Rows:
+---+
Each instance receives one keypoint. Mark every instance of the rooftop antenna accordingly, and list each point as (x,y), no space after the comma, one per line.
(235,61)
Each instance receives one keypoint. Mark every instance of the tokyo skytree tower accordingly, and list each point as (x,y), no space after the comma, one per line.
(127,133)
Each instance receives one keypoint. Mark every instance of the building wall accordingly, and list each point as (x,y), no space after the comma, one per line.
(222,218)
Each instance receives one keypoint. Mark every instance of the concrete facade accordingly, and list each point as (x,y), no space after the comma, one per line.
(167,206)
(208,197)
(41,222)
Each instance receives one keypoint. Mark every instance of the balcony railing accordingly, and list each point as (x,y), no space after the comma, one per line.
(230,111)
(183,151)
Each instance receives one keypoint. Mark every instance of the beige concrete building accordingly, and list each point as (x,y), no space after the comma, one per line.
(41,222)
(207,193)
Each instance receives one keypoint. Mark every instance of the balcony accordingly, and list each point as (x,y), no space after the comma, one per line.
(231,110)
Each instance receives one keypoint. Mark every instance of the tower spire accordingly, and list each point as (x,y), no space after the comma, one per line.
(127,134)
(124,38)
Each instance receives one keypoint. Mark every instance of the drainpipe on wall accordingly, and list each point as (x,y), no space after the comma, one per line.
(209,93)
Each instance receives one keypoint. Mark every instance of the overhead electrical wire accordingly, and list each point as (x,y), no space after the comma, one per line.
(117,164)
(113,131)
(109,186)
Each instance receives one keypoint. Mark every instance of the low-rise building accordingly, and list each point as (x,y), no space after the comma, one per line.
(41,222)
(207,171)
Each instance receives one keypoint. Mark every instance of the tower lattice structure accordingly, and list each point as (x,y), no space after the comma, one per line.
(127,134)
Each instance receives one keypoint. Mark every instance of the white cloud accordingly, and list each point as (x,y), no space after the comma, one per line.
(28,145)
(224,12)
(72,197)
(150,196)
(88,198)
+---+
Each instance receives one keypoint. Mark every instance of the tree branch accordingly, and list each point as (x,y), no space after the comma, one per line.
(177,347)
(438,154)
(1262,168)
+---+
Task prompt: Pick out and copy every line of the data above that contains the word "concrete".

Solution to the exercise:
Each instance receives one keypoint. Mark every instance of the concrete facade accordingly, and list each point as (x,y), no space after the comma, one per line.
Each instance receives one keypoint. Mark every instance of the beige concrete building accordingly, and list each point as (x,y), no space after the comma, one per line.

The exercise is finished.